» **STRONA**:
::::::::
- Dołączył: 2007-08-27
- Miasto: Hamak
- Liczba postów: 10054
10 stycznia 2012, 21:01
Witam;)
czy Waszym zdaniem da sie coś "zrobic" z facetem który uważa się za całkiem atrakcyjnego, a ma w rzeczywistosci ciężkie do zgryzienia mankamenty pt obwisła po schudnieciu skora (ale naprawde obwisła, nie tylko tyle, ze nie jedrna-pierwszy raz widze tak mlodego chlopaka ktory ma tak okropne ciało...), który z oszczednosci (jesli siedzi kilka dni w domu) kapie sie raz na 3,4 dni? ktory na pierwsza wspolna noc z dziewczyna nie bierze szczoteczki do zebow i mowi jej otwarcie o takich rzeczach jak "mialem brac inne bokserki ale miały dziurę"?
![]()
w dodatku z łupiezem na rzadkich włosach....brrr.
::::::::
Wyodrębnione pozycje
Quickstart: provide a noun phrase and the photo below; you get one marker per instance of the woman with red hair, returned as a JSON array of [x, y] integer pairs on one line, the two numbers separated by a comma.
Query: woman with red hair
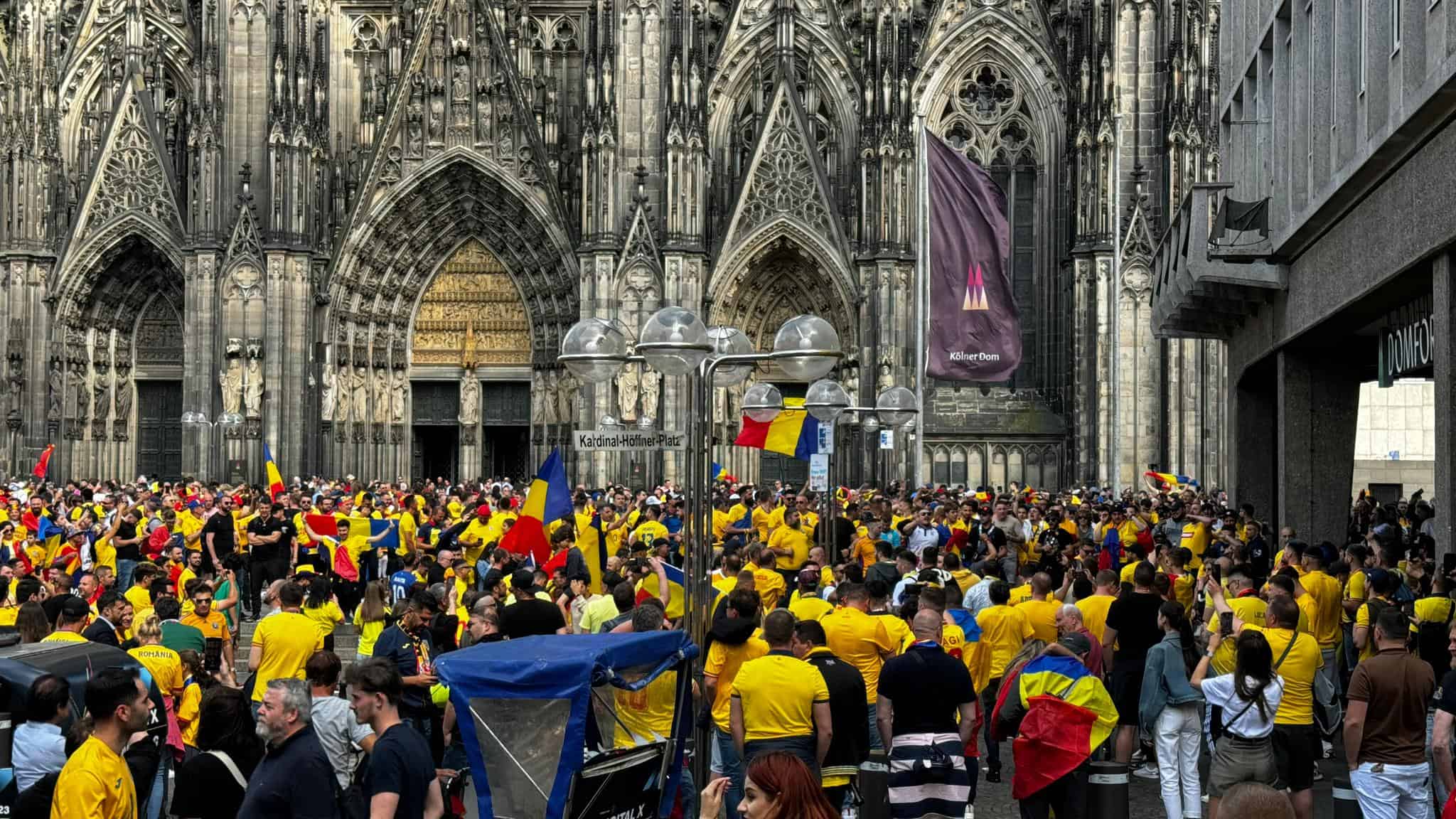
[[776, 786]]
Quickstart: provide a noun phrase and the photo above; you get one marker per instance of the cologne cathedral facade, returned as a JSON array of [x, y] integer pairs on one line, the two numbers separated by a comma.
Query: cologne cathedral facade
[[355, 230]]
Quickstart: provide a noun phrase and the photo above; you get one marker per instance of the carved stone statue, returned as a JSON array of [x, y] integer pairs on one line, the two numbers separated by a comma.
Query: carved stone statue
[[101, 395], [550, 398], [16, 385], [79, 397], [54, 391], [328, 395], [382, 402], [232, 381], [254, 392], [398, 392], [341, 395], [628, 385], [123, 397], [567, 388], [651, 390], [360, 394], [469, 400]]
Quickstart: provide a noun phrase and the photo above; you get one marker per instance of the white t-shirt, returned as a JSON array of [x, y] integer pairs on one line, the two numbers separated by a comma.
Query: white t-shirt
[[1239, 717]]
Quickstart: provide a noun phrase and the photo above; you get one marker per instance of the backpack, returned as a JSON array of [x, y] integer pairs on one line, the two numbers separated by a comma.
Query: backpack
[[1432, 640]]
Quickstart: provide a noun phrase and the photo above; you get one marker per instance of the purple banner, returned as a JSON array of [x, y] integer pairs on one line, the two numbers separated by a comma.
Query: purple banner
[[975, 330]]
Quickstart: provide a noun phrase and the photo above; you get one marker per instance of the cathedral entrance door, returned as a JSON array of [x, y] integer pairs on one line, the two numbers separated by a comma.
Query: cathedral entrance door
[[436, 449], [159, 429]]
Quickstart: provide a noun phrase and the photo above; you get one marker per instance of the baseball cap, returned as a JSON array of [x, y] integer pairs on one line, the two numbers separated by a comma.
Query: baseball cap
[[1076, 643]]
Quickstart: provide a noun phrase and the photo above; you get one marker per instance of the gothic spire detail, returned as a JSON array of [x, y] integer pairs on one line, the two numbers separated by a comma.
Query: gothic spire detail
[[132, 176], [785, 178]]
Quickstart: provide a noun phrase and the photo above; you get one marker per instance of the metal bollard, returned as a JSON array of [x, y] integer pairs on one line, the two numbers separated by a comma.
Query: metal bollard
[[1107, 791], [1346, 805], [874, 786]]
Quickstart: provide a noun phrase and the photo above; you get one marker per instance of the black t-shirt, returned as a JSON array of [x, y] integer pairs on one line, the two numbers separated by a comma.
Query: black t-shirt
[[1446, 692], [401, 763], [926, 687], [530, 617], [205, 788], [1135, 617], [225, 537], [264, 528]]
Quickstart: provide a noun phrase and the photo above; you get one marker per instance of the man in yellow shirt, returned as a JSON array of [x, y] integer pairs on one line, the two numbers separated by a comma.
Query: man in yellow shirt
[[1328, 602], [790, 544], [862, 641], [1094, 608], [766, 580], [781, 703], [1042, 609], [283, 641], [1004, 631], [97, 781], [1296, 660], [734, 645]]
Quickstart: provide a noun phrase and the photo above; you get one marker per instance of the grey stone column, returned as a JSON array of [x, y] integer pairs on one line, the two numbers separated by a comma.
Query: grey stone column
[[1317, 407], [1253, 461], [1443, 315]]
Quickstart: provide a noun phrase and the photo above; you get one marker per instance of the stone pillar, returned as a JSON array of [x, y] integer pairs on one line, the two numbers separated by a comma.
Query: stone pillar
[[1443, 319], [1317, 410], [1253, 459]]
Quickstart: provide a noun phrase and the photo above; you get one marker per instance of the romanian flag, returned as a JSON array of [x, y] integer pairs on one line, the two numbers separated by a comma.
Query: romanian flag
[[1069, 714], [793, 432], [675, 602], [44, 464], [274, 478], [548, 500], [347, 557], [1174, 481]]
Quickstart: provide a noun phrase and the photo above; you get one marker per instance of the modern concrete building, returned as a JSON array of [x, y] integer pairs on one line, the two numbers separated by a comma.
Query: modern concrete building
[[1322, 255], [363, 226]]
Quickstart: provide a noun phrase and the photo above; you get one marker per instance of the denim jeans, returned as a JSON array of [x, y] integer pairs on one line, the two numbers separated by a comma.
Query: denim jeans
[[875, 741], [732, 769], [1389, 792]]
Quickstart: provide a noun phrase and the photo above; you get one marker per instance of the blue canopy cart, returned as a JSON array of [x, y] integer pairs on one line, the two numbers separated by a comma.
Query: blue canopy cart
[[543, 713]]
::::::::
» **ZADANIA I ĆWICZENIA**:
1. Powtórz dosłownie fragment wpisu z forum, zaczynając od słów "czy Waszym zdaniem" i kończąc na słowach "na rzadkich włosach....brrr.".
2. Odpowiedz na podstawie wpisu z forum na poniższe pytania.
(a) Ile postów ma na koncie osoba, która napisała wpis?
(b) Jak często kąpie się opisany mężczyzna, gdy siedzi kilka dni w domu?
(c) Czego nie zabiera na pierwszą wspólną noc z dziewczyną?
3. Przedstaw w formie krótkiej listy akapit wpisu z forum, który zaczyna się od słów "czy Waszym zdaniem da sie". Zachowaj jego główne informacje.

» **ODPOWIEDZI DO ĆWICZEŃ**:
1.
czy Waszym zdaniem da sie coś "zrobic" z facetem który uważa się za całkiem atrakcyjnego, a ma w rzeczywistosci ciężkie do zgryzienia mankamenty pt obwisła po schudnieciu skora (ale naprawde obwisła, nie tylko tyle, ze nie jedrna-pierwszy raz widze tak mlodego chlopaka ktory ma tak okropne ciało...), który z oszczednosci (jesli siedzi kilka dni w domu) kapie sie raz na 3,4 dni? ktory na pierwsza wspolna noc z dziewczyna nie bierze szczoteczki do zebow i mowi jej otwarcie o takich rzeczach jak "mialem brac inne bokserki ale miały dziurę"?
![]()
w dodatku z łupiezem na rzadkich włosach....brrr.

2.
(a) 10054.
(b) Raz na 3–4 dni.
(c) Szczoteczki do zębów.

3.
Wpis pyta, czy da się coś „zrobić” z facetem, który uważa się za całkiem atrakcyjnego, choć ma poważne mankamenty:
- ma bardzo obwisłą skórę po schudnięciu, a osoba pisząca pierwszy raz widzi tak młodego chłopaka z tak okropnym ciałem,
- z oszczędności kąpie się raz na 3–4 dni, jeśli siedzi kilka dni w domu,
- na pierwszą wspólną noc z dziewczyną nie bierze szczoteczki do zębów,
- mówi jej otwarcie o takich rzeczach jak to, że miał wziąć inne bokserki, ale miały dziurę.